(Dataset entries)
+++
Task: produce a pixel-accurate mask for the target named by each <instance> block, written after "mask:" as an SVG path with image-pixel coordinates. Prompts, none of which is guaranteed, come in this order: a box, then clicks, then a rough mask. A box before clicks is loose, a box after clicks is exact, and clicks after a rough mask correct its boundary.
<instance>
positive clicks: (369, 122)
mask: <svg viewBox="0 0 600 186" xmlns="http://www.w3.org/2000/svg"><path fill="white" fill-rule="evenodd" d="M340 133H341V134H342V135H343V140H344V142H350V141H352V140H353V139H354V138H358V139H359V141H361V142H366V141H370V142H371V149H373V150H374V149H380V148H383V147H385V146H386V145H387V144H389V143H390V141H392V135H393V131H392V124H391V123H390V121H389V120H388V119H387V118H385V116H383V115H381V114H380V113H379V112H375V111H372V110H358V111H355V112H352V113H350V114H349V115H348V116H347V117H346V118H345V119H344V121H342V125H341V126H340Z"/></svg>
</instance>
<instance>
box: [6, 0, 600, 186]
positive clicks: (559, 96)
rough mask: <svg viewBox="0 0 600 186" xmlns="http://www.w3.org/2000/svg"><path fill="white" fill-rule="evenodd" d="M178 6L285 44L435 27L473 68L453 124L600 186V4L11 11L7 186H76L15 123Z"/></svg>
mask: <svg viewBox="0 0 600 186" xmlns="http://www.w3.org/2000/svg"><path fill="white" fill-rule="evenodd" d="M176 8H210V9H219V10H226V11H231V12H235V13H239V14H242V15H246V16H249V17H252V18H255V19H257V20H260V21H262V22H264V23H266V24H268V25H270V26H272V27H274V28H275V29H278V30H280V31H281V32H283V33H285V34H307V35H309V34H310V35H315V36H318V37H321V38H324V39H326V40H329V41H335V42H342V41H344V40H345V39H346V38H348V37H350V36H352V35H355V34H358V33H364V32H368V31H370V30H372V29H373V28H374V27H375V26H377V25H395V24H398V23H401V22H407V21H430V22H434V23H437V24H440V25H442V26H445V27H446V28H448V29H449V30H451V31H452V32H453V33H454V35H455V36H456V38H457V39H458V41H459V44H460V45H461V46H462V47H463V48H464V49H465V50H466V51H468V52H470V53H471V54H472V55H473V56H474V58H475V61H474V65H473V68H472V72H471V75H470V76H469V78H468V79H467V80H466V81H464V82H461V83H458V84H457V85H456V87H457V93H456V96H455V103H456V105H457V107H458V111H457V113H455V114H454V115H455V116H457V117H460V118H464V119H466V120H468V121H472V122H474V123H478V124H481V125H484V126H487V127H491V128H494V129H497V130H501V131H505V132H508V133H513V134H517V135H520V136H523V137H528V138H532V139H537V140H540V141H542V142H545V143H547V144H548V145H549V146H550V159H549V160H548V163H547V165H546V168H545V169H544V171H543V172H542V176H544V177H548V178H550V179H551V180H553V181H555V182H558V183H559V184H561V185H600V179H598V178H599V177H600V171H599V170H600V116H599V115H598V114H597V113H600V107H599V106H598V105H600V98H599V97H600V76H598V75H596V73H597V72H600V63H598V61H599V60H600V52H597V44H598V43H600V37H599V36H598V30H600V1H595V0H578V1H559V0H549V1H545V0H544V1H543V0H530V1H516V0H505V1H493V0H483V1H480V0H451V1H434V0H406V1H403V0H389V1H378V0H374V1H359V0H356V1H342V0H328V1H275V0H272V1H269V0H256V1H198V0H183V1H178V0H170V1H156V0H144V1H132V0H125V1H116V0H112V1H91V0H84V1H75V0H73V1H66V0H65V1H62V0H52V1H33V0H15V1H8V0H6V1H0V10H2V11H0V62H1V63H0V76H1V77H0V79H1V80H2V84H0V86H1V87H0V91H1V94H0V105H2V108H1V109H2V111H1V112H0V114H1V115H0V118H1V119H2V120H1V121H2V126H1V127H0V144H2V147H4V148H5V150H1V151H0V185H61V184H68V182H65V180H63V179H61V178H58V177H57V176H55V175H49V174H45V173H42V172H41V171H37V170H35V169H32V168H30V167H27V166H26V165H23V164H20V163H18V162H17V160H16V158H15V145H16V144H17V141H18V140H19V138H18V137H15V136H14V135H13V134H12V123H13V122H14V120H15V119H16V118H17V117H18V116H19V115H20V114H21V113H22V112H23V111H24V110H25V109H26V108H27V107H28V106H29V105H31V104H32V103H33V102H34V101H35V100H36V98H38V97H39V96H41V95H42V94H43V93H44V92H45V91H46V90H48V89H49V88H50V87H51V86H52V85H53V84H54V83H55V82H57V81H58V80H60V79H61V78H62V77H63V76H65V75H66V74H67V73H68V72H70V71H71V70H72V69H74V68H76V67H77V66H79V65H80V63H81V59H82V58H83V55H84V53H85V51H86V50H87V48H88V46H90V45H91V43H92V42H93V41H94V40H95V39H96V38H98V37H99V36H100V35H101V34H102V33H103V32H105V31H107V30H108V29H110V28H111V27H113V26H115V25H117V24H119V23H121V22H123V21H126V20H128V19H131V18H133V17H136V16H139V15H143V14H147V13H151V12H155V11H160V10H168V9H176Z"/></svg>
+++
» **Task prompt**
Tally the lines of the material above that contain the string "instance", treating uppercase and lowercase as distinct, and reply with the number alone.

» **Exercise output**
4